#### [CHECK YOUR UNDERSTANDING]
A - Copy, word for word, the portion of the Social Security disability excerpt starting at "Hogg v. Sullivan, 987" and ending at "(6th Cir. 1990).".
B - Extend the Social Security disability excerpt, picking up after its final sentence.

According to Plaintiff's reply brief, while the SSI and DIB applications in this case were pending, Plaintiff filed "new applications" on October 7, 2009, alleging an onset date of October 6, 2010. ECF Dkt. #17 at 937. Benefits were awarded to Plaintiff on April 7, 2011. Id. Consequently, Plaintiff appeals ALJ Heiser's decision as it relates to the period between September 14, 2005 and October 6, 2010.

III. STEPS TO EVALUATE ENTITLEMENT TO SOCIAL SECURITY BENEFITS

To be eligible for benefits, a claimant must be under a "disability" as defined by the Social Security Act. 42 U.S.C. §§ 423(a) & (d), 1382c(a). Narrowed to its statutory meaning, a "disability" includes physical and/or mental impairments that are both "medically determinable" and severe enough to prevent a claimant from (1) performing his or her past job and (2) engaging in "substantial gainful activity" that is available in the regional or national economies. Id. The claimant bears the ultimate burden of establishing that he or she is disabled under the Social Security Act's definition. Key v. Callahan, 109 F.3d 270, 274 (6th Cir.1997).

Administrative regulations require a five-step sequential evaluation for disability determinations. 20 C.F.R. §§ 404.1520(a) (4), 416.920(a)(4):

1. An individual who is working and engaging in substantial gainful activity will not be found to be "disabled" regardless of medical findings (20 C.F.R. §§ 404.1520(b) and 416.920(b) (1992));
2. An individual who does not have a "severe impairment" will not be found to be "disabled" (20 C.F.R. §§ 404.1520(c) and 416.920(c) (1992));
3. If an individual is not working and is suffering from a severe impairment which meets the duration requirement, see 20 C.F.R. § 404.1509 and 416.909 (1992), and which meets or is equivalent to a listed impairment in 20 C.F.R. Pt. 404, Subpt. P, App. 1, a finding of disabled will be made
without consideration of vocational factors (20 C.F.R. §§ 404.1520(d) and 416.920(d) (1992));
4. If an individual is capable of performing the kind of work he or she has done in the past, a finding of "not disabled" must be made (20 C.F.R. §§ 404.1520(e) and 416.920(e) (1992));
5. If an individual's impairment is so severe as to preclude the performance of the kind of work he or she has done in the past, other factors including age, education, past work experience and residual functional capacity must be considered to determine if other work can be performed (20 C.F.R. §§ 404.1520(f) and 416.920(f) (1992)).
Hogg v. Sullivan, 987 F.2d 328, 332 (6th Cir. 1992). The claimant has the burden to go forward with the evidence in the first four steps and the Commissioner has the burden in the fifth step. Moon v. Sullivan, 923 F.2d 1175, 1181 (6th Cir. 1990).

#### [DATA FOR REVIEW]

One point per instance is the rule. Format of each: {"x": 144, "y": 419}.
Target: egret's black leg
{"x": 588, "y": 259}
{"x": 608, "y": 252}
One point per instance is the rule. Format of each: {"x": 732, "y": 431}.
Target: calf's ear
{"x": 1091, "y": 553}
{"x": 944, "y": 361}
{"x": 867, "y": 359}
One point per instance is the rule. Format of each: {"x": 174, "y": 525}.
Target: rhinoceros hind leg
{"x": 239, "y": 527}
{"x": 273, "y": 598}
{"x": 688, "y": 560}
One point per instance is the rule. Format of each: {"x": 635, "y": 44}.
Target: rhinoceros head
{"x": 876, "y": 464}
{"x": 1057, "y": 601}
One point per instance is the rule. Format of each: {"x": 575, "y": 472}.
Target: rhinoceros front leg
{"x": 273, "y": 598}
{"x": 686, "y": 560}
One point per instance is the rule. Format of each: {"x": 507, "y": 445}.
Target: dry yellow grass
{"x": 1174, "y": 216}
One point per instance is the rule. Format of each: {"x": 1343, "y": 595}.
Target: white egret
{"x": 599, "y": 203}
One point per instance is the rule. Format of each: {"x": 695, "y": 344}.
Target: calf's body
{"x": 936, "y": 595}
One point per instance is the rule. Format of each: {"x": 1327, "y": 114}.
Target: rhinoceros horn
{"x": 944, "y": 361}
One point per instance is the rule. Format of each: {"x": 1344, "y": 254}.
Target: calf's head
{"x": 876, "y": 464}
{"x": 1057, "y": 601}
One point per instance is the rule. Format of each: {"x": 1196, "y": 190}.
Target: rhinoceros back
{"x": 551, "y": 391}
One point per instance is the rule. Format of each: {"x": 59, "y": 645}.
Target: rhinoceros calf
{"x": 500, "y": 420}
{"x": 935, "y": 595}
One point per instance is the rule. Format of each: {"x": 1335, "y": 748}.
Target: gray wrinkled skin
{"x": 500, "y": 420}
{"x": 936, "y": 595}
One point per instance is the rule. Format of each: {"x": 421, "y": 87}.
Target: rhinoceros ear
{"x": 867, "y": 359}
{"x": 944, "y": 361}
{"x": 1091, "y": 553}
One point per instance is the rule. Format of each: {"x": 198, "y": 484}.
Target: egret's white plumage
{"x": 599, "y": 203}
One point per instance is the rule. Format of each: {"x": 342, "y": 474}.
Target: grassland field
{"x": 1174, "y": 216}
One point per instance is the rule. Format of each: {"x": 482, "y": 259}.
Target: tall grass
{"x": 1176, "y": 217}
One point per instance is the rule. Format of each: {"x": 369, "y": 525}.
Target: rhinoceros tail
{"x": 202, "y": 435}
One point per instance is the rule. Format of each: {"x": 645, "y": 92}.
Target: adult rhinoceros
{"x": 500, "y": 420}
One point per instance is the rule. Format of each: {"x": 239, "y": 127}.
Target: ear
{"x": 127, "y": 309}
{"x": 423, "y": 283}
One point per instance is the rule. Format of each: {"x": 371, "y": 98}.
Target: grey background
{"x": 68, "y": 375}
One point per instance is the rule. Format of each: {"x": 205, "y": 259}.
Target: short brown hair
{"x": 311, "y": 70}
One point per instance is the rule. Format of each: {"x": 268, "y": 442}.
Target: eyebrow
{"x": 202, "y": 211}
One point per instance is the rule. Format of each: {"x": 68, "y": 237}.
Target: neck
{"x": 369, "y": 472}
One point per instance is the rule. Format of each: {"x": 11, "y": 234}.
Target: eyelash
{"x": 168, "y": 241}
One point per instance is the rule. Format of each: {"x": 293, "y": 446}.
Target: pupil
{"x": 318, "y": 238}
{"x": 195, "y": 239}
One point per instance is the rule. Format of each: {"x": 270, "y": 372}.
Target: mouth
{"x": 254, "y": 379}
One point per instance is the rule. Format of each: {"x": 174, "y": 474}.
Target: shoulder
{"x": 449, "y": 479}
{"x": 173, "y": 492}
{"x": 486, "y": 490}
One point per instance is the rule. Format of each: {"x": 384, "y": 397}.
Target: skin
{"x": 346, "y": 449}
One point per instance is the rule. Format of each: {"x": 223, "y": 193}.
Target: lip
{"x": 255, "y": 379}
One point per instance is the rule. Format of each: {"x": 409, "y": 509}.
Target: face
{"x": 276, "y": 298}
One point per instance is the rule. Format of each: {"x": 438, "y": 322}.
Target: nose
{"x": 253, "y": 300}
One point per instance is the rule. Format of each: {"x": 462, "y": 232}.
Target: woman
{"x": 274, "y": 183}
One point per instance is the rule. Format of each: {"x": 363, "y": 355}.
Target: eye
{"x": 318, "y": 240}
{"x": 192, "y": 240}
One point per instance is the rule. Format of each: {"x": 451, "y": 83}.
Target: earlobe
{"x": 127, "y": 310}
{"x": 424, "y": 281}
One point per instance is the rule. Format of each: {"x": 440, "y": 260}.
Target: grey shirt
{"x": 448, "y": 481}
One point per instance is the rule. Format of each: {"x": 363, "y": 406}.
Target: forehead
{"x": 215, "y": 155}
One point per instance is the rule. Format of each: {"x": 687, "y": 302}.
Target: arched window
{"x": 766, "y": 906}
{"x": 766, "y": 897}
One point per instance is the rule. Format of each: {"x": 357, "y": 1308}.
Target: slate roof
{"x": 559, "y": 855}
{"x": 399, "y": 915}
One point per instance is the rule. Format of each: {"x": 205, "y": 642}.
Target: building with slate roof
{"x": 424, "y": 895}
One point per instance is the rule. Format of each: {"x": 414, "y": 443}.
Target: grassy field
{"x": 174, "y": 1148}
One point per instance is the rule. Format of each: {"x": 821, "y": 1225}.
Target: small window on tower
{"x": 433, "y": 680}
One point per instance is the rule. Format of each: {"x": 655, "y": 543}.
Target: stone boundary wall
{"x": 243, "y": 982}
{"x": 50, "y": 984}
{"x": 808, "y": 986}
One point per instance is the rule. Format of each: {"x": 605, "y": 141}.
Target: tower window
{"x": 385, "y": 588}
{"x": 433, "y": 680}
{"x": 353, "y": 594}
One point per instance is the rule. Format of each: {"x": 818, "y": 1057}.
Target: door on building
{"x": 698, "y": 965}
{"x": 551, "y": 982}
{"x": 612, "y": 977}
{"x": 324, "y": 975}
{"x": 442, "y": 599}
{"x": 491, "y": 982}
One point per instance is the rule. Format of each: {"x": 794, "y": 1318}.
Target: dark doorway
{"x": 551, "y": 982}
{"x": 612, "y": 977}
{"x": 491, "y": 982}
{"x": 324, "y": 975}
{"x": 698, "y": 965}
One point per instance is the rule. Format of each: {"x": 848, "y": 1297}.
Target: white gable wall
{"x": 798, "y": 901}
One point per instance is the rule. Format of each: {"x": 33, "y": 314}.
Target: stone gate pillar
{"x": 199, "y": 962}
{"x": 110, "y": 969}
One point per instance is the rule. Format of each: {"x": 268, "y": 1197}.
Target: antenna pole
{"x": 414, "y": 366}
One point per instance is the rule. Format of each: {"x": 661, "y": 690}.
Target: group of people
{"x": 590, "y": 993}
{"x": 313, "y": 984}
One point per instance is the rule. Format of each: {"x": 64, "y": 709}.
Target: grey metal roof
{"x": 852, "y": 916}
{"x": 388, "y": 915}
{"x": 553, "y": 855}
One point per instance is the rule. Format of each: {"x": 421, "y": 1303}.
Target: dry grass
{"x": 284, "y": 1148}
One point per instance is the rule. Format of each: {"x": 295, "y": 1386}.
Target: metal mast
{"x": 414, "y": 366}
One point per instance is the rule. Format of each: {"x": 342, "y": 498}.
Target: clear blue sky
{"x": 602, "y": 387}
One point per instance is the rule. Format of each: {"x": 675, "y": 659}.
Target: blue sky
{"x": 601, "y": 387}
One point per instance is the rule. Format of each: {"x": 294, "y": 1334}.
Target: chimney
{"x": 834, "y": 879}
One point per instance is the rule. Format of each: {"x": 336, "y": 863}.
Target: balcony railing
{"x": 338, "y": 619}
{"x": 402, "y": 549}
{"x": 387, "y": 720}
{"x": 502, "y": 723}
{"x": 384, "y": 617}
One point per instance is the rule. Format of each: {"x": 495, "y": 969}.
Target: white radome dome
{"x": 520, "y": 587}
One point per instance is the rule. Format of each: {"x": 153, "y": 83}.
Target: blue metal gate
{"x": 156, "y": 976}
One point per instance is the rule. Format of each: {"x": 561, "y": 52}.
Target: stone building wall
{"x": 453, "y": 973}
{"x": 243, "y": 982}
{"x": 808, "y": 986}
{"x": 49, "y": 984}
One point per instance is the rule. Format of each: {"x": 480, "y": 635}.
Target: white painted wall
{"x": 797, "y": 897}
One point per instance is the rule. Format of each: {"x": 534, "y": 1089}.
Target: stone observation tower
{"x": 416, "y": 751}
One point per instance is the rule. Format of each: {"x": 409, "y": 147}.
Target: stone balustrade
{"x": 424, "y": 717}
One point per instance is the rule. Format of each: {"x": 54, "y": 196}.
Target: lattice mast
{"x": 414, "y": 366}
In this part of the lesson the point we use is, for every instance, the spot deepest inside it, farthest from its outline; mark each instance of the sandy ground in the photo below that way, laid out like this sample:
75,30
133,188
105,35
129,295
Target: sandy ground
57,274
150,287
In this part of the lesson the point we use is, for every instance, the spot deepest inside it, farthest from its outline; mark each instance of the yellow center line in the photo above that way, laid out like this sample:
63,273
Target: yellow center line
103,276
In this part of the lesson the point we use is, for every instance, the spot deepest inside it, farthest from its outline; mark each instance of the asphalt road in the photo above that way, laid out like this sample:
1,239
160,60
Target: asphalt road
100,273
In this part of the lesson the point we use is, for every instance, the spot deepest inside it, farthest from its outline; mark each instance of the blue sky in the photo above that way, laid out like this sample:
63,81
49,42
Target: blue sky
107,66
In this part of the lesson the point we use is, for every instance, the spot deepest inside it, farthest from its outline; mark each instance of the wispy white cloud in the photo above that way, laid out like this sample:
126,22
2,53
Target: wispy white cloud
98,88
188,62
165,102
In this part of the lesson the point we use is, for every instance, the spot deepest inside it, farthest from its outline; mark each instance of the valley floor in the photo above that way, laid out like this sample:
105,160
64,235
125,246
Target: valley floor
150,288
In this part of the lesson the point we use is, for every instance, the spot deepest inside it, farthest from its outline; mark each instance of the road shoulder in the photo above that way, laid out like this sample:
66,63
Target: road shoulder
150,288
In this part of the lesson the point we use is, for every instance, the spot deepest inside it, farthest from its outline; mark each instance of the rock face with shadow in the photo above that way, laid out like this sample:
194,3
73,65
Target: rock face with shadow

#### [ANSWERS BY TASK]
A -
Hogg v. Sullivan, 987 F.2d 328, 332 (6th Cir. 1992). The claimant has the burden to go forward with the evidence in the first four steps and the Commissioner has the burden in the fifth step. Moon v. Sullivan, 923 F.2d 1175, 1181 (6th Cir. 1990).

B -
IV. STANDARD OF REVIEW

Under the Social Security Act, the ALJ weighs the evidence, resolves any conflicts, and makes a determination of disability. This Court's review of such a determination is limited in scope by § 205 of the Act, which states that the "findings of the Commissioner of Social Security as to any fact, if supported by substantial evidence, shall be conclusive." 42 U.S.C. § 405(g). Therefore, this Court's scope of review is limited to determining whether substantial evidence supports the findings of the Commissioner and whether the Commissioner applied the correct legal standards. Abbott v. Sullivan, 905 F.2d 918, 922 (6th Cir. 1990). The Court cannot reverse the decision of an ALJ, even if substantial evidence exists in the record that would have supported an opposite conclusion, so long as substantial evidence supports the ALJ's conclusion. Walters v. Comm'r of Soc. Sec., 127 F.3d 525, 528 (6th Cir.1997). Substantial evidence is more than a scintilla of evidence, but less than a preponderance. Richardson v. Perales, 402 U.S. 389, 401 (1971). It is evidence that a reasonable mind would accept as adequate to support the challenged conclusion. Id.; Walters, 127 F.3d at 532. Substantiality is based upon the record taken as a whole. Houston v. Sec'y of Health and Human Servs., 736 F.2d 365 (6th Cir. 1984).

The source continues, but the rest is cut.